-- YOUR ASSIGNMENT --
Go through the data and copy every line exactly, but not the images.

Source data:
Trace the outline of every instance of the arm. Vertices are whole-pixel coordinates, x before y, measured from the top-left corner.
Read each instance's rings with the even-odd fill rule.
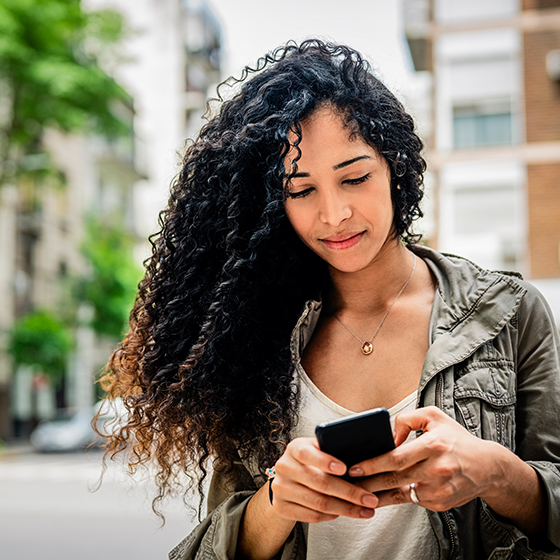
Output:
[[[519,309],[516,454],[547,497],[548,540],[560,548],[560,339],[542,295],[527,284]]]
[[[526,535],[541,533],[547,527],[548,499],[538,474],[502,445],[487,443],[493,448],[497,477],[481,498]]]
[[[273,558],[284,546],[296,522],[280,517],[270,506],[268,484],[247,504],[236,558]]]
[[[243,512],[257,486],[241,460],[232,477],[214,470],[207,497],[208,515],[170,553],[170,560],[233,558]]]

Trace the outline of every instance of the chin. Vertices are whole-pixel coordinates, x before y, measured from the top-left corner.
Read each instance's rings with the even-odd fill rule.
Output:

-- OUTPUT FOR THIS TASK --
Trace the outline of every instance of the arm. Vertices are whole-pixel coordinates, x before y, measured from the top-left corner.
Read each instance's rings with the even-odd fill rule.
Output:
[[[519,309],[516,454],[547,497],[548,540],[560,548],[560,339],[542,295],[527,284]]]
[[[526,535],[541,533],[547,527],[548,499],[538,474],[502,445],[487,443],[493,448],[497,477],[481,498]]]
[[[273,558],[284,546],[296,522],[280,517],[270,506],[268,484],[247,504],[236,558]]]
[[[243,512],[257,486],[241,460],[232,477],[214,470],[207,497],[208,515],[170,553],[170,560],[233,558]]]

Trace the outline of every instance of the chin. Vertices are whole-pixel coordinates, x before y, measured from the top-left corner.
Read each instance's rings with the even-odd fill rule.
Output:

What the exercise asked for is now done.